▶ _页面摘录_

* * *

原创画家罗杰(化名)静静地坐在15平方米不到的画室里,看着门口发呆。这里是大芬卢浮宫的二楼,没有空调,油彩的味道蒸腾在闷热的空气里,整个画室弥散着一种异样的气息。走廊空空荡荡,偶尔会有人走过,敲碎仿佛凝结成块的寂静。
“这个月一幅都没卖出去。”罗杰回头看着满屋子的画,显得有些不好意思。比起卢浮宫内的许多画师,罗杰在张罗生意方面并不懒惰——在他的隔壁画室,大门已经紧锁了好多天,门上贴了一张小纸条:“买画请电联××××。”“那是给一些老顾客留着的。” 罗杰说,他们这里已经很久没有新顾客上门了。
比起卢浮宫的冷清,布沙路的另一侧,大芬油画村在夏日的阳光中显得活泼而有生气。就在今年第八届文博会上,大芬油画村分会场1200多家画廊、门店、工作室共实现交易额6378多万元。
这些火热的数字中有多少是原创画家们的贡献难以统计。“也许很多,毕竟一些好的作品单幅就能拍卖过6位数。”但这种盛会对于罗杰这样的普通画家而言,热闹得有些心酸——文博会月份颗粒无收,接下来的日子可能更难。
原创梦想不断升腾,但难以离开行画“温床”
罗杰在大芬村的10年,见证了大芬村从“复制工厂”到“艺术市场”的变迁。
2002年,美术院校毕业的罗杰从福建一个小城市来到广东,住在破旧的出租屋里,做些杂七杂八的活来养家糊口,对艺术并没抱多大希望。一次收音机里的介绍,让他知道在深圳有个“画画也能填饱肚子”的地方。就这样,他慕名来到大芬村。

* * *

▶ _输入行_

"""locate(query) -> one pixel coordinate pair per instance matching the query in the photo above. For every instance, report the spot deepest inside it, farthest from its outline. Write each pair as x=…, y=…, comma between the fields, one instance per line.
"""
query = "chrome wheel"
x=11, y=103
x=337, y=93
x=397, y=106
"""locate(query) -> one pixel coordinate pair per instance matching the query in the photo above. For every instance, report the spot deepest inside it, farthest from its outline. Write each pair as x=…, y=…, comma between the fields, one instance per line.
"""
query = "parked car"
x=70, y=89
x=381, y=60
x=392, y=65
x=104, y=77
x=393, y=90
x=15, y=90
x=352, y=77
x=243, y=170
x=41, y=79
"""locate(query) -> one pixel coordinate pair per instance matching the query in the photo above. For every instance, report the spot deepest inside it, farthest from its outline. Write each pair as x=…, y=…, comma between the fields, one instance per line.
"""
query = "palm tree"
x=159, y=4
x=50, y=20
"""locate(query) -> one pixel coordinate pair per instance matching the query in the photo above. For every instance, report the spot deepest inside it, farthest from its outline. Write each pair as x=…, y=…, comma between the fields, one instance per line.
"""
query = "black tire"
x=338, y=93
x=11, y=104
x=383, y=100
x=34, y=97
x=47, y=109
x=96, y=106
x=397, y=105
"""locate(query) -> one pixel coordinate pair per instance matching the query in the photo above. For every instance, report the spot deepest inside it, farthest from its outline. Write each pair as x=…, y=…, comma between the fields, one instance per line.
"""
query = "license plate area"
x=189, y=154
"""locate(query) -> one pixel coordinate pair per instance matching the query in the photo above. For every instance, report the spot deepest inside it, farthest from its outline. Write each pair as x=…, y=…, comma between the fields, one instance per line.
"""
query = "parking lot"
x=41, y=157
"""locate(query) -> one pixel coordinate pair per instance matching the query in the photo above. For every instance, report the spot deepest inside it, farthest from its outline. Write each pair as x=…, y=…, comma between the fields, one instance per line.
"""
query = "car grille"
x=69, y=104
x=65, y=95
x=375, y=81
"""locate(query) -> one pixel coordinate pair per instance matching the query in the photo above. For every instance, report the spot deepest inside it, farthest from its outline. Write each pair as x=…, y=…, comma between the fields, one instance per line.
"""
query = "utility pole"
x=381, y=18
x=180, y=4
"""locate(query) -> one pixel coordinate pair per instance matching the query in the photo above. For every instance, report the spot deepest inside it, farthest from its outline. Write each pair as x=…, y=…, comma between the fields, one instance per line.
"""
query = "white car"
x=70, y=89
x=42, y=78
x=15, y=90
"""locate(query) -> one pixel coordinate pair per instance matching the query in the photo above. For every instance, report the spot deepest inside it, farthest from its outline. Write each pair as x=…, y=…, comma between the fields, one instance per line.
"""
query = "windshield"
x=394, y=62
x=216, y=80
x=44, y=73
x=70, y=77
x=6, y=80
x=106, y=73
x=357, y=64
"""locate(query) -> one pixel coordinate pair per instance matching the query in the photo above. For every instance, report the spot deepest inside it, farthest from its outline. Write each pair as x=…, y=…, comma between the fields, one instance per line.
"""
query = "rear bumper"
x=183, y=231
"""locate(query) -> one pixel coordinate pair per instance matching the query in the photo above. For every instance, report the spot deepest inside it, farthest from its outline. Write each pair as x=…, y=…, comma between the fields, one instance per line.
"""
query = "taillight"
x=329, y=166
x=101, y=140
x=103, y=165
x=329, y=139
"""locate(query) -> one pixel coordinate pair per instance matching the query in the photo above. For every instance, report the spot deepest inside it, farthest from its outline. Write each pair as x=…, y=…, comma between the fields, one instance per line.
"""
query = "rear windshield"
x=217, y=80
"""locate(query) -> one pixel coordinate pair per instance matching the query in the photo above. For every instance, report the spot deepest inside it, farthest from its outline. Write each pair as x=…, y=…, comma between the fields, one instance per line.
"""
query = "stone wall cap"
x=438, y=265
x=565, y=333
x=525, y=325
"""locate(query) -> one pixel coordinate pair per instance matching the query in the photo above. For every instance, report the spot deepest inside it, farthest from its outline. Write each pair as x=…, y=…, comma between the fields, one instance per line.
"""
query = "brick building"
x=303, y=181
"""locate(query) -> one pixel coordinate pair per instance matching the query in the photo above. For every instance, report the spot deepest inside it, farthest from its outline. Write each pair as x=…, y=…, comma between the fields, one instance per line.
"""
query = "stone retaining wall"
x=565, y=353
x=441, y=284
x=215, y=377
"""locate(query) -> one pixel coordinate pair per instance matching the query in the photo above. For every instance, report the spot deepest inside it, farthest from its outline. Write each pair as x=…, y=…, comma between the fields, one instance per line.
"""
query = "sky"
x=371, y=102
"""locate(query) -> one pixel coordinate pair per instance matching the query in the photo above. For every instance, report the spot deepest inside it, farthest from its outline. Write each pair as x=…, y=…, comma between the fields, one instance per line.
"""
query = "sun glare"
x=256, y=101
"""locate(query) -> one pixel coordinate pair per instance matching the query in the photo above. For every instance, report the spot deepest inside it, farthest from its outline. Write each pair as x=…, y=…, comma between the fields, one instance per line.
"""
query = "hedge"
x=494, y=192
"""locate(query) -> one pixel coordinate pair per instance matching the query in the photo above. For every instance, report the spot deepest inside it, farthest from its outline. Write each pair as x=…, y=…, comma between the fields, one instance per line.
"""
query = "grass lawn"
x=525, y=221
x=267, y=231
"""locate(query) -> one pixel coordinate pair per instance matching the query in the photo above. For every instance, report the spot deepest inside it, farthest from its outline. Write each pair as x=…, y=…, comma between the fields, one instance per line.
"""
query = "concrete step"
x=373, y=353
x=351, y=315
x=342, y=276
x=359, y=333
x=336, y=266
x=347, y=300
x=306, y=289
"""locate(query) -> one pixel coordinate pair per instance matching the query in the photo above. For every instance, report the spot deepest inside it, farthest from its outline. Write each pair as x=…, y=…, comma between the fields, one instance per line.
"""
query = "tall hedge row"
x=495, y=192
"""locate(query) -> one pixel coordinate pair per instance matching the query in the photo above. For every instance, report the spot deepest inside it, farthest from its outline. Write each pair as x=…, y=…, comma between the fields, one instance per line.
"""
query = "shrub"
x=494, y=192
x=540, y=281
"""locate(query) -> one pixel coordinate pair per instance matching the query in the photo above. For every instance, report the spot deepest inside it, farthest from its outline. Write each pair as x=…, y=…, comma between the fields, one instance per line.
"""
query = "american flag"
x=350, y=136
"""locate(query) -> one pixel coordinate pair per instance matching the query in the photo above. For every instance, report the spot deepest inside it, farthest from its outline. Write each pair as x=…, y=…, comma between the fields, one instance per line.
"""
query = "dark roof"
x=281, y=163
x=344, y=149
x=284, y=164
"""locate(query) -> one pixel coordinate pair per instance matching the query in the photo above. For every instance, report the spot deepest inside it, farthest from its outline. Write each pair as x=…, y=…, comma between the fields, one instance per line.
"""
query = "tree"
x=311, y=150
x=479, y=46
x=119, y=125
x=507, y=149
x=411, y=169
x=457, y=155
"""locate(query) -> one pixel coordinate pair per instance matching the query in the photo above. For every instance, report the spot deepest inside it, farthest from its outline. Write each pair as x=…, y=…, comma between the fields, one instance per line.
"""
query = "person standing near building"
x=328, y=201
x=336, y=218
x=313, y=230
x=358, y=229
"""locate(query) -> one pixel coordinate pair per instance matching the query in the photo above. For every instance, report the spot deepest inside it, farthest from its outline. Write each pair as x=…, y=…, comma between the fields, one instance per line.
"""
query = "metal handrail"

* * *

▶ _任务说明 1_
输出关于大芬油画村的文章中的一段,从“原创画家罗杰(化名)静静地坐”开始,到“共实现交易额6378多万元。”结束,不做任何改动。
▶ _任务说明 2_
返回输入行中从第一行开始、到含有“x=397, y=105”的那一行结束的部分,首尾两行都算在内,逐字照录。

▶ _最终结果 1_
原创画家罗杰(化名)静静地坐在15平方米不到的画室里,看着门口发呆。这里是大芬卢浮宫的二楼,没有空调,油彩的味道蒸腾在闷热的空气里,整个画室弥散着一种异样的气息。走廊空空荡荡,偶尔会有人走过,敲碎仿佛凝结成块的寂静。
“这个月一幅都没卖出去。”罗杰回头看着满屋子的画,显得有些不好意思。比起卢浮宫内的许多画师,罗杰在张罗生意方面并不懒惰——在他的隔壁画室,大门已经紧锁了好多天,门上贴了一张小纸条:“买画请电联××××。”“那是给一些老顾客留着的。” 罗杰说,他们这里已经很久没有新顾客上门了。
比起卢浮宫的冷清,布沙路的另一侧,大芬油画村在夏日的阳光中显得活泼而有生气。就在今年第八届文博会上,大芬油画村分会场1200多家画廊、门店、工作室共实现交易额6378多万元。

▶ _最终结果 2_
"""locate(query) -> one pixel coordinate pair per instance matching the query in the photo above. For every instance, report the spot deepest inside it, farthest from its outline. Write each pair as x=…, y=…, comma between the fields, one instance per line.
"""
query = "chrome wheel"
x=11, y=103
x=337, y=93
x=397, y=106
"""locate(query) -> one pixel coordinate pair per instance matching the query in the photo above. For every instance, report the spot deepest inside it, farthest from its outline. Write each pair as x=…, y=…, comma between the fields, one instance per line.
"""
query = "parked car"
x=70, y=89
x=381, y=60
x=392, y=65
x=104, y=77
x=393, y=90
x=15, y=90
x=352, y=77
x=243, y=170
x=41, y=79
"""locate(query) -> one pixel coordinate pair per instance matching the query in the photo above. For every instance, report the spot deepest inside it, farthest from its outline. Write each pair as x=…, y=…, comma between the fields, one instance per line.
"""
query = "palm tree"
x=159, y=4
x=50, y=20
"""locate(query) -> one pixel coordinate pair per instance matching the query in the photo above. For every instance, report the spot deepest inside it, farthest from its outline. Write each pair as x=…, y=…, comma between the fields, one instance per line.
"""
query = "black tire"
x=338, y=93
x=11, y=104
x=383, y=100
x=34, y=97
x=47, y=109
x=96, y=106
x=397, y=105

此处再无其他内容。